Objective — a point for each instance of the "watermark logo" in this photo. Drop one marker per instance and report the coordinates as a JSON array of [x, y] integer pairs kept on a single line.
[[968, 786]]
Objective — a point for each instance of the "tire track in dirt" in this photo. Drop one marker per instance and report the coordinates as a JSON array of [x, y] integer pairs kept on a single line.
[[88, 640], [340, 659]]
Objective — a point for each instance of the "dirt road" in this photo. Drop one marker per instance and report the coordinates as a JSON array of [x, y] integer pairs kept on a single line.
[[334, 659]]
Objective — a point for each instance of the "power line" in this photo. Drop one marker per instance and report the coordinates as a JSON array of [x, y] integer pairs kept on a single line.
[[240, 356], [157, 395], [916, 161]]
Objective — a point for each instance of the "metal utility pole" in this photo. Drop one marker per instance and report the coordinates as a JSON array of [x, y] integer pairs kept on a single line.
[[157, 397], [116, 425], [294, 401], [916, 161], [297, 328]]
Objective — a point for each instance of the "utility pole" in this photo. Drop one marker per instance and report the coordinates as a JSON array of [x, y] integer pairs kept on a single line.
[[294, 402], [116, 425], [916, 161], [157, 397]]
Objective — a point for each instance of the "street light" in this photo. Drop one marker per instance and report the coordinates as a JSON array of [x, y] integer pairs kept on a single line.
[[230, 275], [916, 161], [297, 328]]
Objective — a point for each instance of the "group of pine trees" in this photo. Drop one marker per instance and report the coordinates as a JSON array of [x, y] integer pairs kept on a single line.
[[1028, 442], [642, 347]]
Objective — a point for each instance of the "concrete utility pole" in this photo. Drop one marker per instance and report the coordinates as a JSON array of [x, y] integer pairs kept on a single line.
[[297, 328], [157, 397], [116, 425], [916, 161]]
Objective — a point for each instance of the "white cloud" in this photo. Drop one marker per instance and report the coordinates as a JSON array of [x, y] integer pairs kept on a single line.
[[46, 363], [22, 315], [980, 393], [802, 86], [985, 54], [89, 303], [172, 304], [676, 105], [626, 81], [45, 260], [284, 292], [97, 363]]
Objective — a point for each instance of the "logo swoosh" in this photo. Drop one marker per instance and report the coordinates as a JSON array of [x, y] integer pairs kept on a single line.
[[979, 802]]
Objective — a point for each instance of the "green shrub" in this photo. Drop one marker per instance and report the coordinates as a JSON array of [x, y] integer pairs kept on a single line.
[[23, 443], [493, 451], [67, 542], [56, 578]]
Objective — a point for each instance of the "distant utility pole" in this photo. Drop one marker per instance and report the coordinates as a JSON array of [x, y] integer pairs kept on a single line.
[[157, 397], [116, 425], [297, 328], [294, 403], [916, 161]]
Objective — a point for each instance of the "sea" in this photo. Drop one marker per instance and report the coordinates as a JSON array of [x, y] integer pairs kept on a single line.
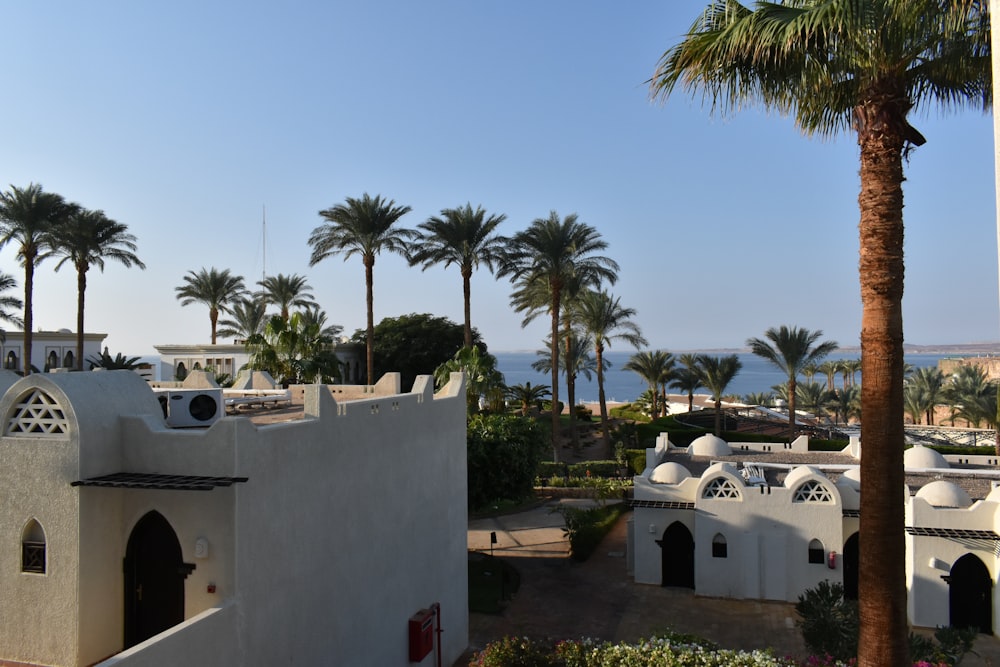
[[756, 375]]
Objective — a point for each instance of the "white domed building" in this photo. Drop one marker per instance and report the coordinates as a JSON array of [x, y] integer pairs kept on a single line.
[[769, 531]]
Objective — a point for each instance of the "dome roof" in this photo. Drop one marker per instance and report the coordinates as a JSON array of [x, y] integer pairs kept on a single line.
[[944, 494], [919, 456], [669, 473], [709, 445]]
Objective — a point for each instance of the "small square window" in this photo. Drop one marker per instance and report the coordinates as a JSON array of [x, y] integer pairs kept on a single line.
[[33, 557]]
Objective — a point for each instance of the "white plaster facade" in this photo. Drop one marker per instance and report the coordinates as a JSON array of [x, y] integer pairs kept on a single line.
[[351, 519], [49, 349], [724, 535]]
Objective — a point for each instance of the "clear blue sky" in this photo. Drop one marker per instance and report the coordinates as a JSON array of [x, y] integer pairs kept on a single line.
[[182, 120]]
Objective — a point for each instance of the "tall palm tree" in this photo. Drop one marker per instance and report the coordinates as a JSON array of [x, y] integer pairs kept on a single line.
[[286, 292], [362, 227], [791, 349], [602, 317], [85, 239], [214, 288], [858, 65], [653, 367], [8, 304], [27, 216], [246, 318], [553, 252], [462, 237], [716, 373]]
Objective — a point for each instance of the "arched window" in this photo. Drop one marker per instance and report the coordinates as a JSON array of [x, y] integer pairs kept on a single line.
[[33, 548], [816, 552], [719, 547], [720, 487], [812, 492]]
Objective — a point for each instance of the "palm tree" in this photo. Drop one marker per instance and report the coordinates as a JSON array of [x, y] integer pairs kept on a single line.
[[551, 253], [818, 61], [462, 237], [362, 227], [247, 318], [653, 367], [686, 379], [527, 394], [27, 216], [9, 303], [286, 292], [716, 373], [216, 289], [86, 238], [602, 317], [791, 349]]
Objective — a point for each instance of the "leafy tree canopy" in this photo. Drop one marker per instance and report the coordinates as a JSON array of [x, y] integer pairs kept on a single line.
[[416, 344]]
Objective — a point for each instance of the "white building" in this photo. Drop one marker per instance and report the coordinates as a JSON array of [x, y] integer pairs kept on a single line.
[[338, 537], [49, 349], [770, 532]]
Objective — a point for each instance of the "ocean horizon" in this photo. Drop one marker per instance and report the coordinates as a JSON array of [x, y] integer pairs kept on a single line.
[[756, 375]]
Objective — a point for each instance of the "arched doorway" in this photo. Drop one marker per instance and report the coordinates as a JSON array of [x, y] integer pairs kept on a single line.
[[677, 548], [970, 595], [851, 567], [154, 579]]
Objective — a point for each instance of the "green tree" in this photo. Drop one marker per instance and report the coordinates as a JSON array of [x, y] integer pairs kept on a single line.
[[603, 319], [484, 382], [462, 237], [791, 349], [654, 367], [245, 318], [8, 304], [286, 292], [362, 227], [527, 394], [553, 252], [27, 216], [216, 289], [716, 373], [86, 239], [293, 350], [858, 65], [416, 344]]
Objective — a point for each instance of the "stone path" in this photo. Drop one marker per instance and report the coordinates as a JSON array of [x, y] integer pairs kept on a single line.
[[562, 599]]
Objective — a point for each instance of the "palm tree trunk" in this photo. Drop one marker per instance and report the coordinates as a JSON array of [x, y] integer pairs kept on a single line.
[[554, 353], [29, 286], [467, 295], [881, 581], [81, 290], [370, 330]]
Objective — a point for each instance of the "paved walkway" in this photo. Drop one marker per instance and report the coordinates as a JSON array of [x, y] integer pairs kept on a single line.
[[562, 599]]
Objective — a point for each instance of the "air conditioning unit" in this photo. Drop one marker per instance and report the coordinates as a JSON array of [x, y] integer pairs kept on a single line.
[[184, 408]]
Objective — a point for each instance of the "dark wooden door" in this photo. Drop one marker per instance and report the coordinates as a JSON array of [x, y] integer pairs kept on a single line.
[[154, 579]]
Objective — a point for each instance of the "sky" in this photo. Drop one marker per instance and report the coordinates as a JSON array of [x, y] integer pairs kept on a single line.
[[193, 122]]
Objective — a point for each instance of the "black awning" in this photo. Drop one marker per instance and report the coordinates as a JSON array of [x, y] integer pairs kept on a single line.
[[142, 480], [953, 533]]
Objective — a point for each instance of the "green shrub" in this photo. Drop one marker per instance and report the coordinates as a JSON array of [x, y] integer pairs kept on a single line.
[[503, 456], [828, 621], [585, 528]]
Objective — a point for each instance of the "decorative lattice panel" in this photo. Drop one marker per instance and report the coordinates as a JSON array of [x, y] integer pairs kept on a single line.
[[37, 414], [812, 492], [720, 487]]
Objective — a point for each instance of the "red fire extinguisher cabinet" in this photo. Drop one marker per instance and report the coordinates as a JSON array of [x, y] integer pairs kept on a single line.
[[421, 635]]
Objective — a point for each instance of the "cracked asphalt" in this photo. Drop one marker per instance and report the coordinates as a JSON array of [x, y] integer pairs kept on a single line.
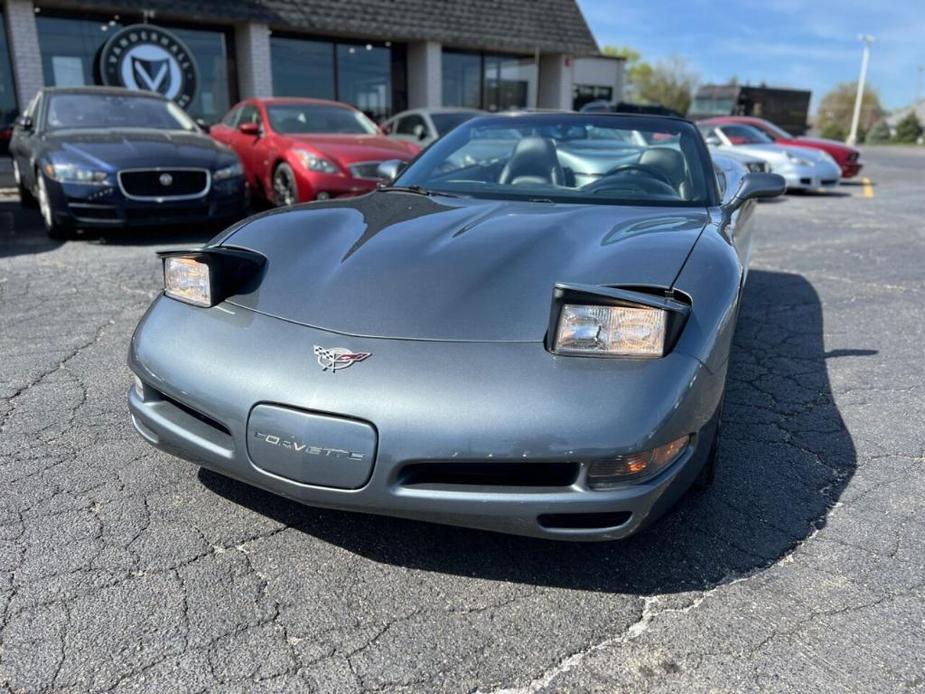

* * * *

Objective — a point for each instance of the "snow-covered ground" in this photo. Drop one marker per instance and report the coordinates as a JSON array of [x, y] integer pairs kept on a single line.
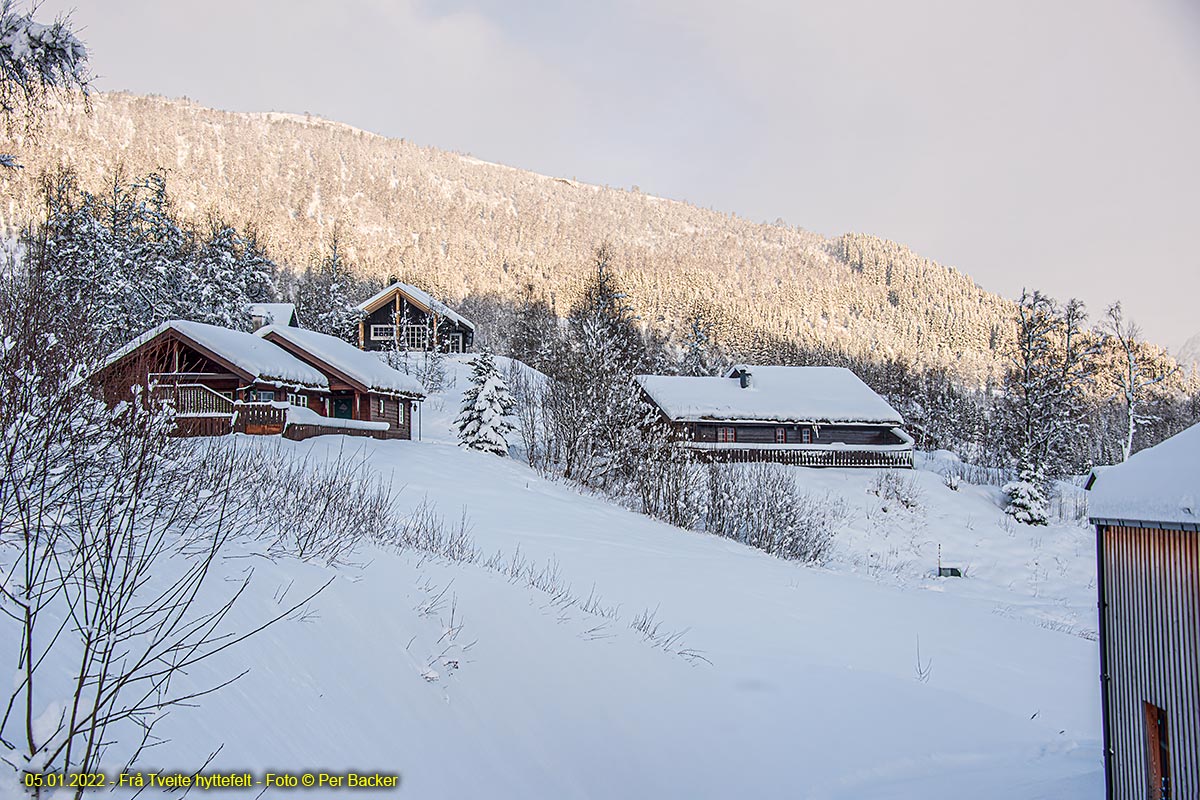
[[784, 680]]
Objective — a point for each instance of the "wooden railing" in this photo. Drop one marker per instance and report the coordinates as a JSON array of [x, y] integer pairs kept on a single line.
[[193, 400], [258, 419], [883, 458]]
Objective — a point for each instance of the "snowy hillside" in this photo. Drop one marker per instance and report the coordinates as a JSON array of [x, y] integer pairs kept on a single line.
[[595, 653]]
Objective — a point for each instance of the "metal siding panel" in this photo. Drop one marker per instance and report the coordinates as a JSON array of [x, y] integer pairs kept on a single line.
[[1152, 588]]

* * * *

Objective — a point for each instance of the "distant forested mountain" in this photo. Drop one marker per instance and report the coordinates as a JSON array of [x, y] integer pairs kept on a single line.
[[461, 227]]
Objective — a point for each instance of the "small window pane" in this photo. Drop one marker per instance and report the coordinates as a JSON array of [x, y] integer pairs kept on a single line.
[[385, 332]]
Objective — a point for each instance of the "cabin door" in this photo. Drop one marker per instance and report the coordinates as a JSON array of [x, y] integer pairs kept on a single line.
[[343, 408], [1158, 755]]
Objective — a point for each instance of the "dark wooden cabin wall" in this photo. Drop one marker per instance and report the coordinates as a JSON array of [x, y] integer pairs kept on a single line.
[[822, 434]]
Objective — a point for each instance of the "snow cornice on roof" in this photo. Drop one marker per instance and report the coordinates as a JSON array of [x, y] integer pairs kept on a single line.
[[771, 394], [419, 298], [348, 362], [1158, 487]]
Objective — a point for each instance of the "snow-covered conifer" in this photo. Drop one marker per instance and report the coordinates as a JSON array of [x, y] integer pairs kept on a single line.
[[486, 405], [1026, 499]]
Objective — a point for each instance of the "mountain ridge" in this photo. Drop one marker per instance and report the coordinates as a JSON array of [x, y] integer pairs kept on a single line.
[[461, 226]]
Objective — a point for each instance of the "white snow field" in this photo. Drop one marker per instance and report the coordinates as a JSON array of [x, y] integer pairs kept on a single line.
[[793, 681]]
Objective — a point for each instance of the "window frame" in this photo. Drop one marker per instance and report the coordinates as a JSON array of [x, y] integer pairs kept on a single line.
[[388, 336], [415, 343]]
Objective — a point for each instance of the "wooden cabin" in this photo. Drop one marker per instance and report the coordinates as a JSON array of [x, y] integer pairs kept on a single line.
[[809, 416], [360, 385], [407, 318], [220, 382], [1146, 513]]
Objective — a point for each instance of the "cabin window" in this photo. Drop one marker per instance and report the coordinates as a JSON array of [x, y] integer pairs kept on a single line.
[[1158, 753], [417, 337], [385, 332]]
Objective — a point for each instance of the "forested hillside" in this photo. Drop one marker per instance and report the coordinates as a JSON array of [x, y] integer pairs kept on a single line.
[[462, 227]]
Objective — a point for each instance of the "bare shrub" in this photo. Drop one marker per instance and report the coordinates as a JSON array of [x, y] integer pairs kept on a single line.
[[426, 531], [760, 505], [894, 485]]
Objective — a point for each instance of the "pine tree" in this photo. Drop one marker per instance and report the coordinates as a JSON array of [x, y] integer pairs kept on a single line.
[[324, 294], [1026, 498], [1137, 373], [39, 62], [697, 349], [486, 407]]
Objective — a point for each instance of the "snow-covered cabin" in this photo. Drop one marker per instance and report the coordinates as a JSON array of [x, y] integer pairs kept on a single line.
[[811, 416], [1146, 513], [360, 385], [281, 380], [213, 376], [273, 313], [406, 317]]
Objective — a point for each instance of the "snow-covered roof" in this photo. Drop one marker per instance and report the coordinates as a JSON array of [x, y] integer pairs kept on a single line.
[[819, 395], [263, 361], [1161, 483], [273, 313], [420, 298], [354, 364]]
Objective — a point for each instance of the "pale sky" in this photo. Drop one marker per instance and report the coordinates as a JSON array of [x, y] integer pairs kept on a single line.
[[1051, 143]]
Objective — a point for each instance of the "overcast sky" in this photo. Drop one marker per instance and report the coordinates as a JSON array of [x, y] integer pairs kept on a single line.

* * * *

◆ **SET TASK**: Locate and copy every line of the records that contains the string "frame", treating uppercase and lowercase letters as different.

◆ **SOLUTION TO THIS TASK**:
Objective — a point for each instance of the "window frame" in this photo. Drop one marker per instance and report the coordinates as a JSON array of [x, y] integer pairs kept on a single line.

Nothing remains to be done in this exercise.